*Provided passage*:
Hawaii Island’s first two medical marijuana dispensaries are scheduled to open this summer.
One of them, Lau Ola LLC., brought leading cannabis experts from around the world to Honolulu to talk about industry research Tuesday night.
Dr. David (Dedi) Meiri, head of one of the leading laboratories in the world, said he and his team are using cannabis to find a cure for cancer.
“What we saw was that there is a specificity between the types of the cannabis, and its ability to attack specific types of cancer. So if cannabis number one killed colon cancer, but did nothing to prostate cancer. While cannabis number two did nothing to the colon cancer but killed the prostate cancer,” Dr. Meiri said.
As the industry picks up, Dr. Meiri stresses the need for cannabis to be taken seriously. He and other researchers do not support recreational use.
Chief Operating Officer of Lau Ola and farmer Richard Ha, doesn’t either. He said legalizing marijuana will open the floodgates for out-of-state growers.
“For Hawaii, I think the recreational side of it means that it will be commoditized, and once it becomes commoditized, then it’ll be like regular vegetables and that’s the reason why we only have about 15-percent of the food we grow produced in Hawaii, because you can get it cheaper somewhere else,” Ha said.

*Task requirements*:
1/ Translate this sentence from the article on Hawaii Island's medical marijuana dispensaries into Spanish: "As the industry picks up, Dr. Meiri stresses the need for cannabis to be taken seriously."
2/ Write the next part of the article on Hawaii Island's medical marijuana dispensaries, picking up after its final sentence.
The rows that follow the article play no part here.

(Saved entries)
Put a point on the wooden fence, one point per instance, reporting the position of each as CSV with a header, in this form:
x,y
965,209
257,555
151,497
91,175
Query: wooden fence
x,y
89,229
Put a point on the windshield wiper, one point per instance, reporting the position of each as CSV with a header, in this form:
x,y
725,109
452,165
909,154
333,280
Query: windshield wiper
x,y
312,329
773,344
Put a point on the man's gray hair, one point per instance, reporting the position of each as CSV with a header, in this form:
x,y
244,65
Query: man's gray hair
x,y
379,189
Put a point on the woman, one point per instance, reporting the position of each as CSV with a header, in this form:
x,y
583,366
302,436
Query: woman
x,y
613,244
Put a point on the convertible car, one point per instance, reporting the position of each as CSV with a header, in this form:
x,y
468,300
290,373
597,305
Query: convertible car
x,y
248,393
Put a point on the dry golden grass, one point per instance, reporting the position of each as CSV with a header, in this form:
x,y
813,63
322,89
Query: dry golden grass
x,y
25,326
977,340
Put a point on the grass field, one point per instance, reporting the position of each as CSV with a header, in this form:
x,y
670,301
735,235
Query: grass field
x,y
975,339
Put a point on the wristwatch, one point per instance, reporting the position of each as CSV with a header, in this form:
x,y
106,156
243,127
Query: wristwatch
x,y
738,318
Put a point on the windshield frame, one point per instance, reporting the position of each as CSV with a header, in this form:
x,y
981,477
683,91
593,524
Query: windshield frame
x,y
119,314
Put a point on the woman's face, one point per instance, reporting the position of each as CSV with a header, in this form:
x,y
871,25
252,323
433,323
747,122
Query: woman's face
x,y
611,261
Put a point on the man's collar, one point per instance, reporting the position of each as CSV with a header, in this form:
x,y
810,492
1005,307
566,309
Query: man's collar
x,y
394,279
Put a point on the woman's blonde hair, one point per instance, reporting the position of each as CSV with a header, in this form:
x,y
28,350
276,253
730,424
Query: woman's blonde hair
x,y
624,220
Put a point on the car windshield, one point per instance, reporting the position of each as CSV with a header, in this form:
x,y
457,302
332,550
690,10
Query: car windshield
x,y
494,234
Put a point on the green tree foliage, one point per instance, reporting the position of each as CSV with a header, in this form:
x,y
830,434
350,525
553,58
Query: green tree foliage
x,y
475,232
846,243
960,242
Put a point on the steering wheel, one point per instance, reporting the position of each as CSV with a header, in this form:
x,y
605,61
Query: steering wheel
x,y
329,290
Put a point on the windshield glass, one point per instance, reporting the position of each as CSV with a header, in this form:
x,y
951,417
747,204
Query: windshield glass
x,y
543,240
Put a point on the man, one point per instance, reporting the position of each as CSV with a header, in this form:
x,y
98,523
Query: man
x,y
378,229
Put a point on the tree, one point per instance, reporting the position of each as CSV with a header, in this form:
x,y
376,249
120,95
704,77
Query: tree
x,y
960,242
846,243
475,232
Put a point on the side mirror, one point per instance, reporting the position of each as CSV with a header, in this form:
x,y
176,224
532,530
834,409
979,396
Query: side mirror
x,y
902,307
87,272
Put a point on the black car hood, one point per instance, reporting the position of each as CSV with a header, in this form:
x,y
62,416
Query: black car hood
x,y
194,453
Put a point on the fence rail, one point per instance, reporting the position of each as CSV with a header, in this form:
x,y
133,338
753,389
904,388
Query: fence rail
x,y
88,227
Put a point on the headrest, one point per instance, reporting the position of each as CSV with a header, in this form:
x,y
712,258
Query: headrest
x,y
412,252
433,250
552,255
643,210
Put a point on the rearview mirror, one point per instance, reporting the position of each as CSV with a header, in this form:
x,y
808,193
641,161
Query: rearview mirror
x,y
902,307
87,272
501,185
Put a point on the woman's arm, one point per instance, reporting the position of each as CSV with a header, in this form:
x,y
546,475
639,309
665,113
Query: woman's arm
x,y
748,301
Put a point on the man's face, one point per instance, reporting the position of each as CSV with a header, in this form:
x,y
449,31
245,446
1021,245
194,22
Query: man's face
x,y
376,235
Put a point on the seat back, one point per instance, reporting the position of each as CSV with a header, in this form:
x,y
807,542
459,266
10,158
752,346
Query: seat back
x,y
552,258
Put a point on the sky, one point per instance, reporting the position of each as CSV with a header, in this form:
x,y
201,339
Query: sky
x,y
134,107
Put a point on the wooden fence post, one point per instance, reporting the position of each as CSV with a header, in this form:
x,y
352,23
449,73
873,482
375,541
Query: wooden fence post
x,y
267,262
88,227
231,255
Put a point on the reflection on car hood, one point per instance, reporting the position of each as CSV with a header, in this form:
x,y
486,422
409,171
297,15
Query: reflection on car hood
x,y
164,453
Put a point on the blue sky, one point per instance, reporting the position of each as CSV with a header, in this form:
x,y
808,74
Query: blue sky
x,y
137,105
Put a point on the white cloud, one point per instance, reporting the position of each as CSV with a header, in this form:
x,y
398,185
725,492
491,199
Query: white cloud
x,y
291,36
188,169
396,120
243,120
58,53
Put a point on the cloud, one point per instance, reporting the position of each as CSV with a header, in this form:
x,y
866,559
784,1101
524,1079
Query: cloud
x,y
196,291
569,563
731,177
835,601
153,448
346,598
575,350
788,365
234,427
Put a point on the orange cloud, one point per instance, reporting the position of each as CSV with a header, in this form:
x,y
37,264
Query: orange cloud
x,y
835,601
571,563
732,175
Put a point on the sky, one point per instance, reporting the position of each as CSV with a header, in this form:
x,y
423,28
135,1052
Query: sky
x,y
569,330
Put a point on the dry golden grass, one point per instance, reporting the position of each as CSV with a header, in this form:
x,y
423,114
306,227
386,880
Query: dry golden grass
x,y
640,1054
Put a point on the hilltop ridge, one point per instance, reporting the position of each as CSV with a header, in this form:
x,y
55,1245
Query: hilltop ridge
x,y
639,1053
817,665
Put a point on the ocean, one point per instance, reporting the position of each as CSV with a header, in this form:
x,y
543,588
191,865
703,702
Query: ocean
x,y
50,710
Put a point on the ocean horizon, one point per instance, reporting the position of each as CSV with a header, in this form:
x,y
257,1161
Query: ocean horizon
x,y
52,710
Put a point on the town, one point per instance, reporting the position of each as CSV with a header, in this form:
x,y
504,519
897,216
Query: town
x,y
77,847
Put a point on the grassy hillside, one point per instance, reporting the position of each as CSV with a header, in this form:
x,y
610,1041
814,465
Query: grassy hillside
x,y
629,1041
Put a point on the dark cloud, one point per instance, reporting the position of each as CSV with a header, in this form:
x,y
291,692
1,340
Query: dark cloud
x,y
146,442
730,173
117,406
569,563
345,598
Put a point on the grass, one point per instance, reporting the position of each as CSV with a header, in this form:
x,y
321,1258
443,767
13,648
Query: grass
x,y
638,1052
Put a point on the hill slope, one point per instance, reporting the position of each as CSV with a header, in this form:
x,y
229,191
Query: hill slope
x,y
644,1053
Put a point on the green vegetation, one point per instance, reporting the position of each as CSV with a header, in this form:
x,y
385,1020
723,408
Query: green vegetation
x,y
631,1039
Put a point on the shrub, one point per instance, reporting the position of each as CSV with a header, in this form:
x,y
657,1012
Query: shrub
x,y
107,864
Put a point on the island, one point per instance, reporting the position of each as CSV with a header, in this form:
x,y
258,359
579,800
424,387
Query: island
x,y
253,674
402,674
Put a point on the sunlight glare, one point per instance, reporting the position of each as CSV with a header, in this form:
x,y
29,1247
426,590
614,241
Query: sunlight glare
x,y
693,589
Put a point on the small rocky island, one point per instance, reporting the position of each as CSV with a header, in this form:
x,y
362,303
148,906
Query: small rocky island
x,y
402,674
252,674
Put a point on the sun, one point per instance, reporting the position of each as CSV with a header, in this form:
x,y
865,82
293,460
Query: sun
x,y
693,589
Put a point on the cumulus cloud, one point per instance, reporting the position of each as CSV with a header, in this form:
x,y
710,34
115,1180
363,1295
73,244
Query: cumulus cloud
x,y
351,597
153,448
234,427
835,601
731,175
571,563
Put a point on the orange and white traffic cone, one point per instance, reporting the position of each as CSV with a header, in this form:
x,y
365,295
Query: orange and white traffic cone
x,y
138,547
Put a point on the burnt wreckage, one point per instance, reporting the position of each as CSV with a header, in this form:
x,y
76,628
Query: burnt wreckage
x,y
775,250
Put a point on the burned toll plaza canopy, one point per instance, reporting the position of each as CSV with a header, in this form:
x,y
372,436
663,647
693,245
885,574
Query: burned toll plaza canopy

*Answers to this exercise*:
1/ A medida que la industria crece, el Dr. Meiri subraya la necesidad de que el cannabis se tome en serio.

2/
On the other hand, gubernatorial candidate Clayton Hee says legalizing recreational use would provide new revenue sources instead of raising taxes.
Currently, there is a measure moving through the legislature this session that would allow tourists with pot prescriptions to medicine in Hawaii.
“We have a number of cannabis measures moving through the legislature now, we are looking at ways to ensure that patients from out of state, so tourists are able to access the dispensaries,” said Rep. Della Au Belatti, member of the house health committee.
A public decision making hearing for House Bill 2729 will be held on Thursday at 10:50 a.m. in conference room 211.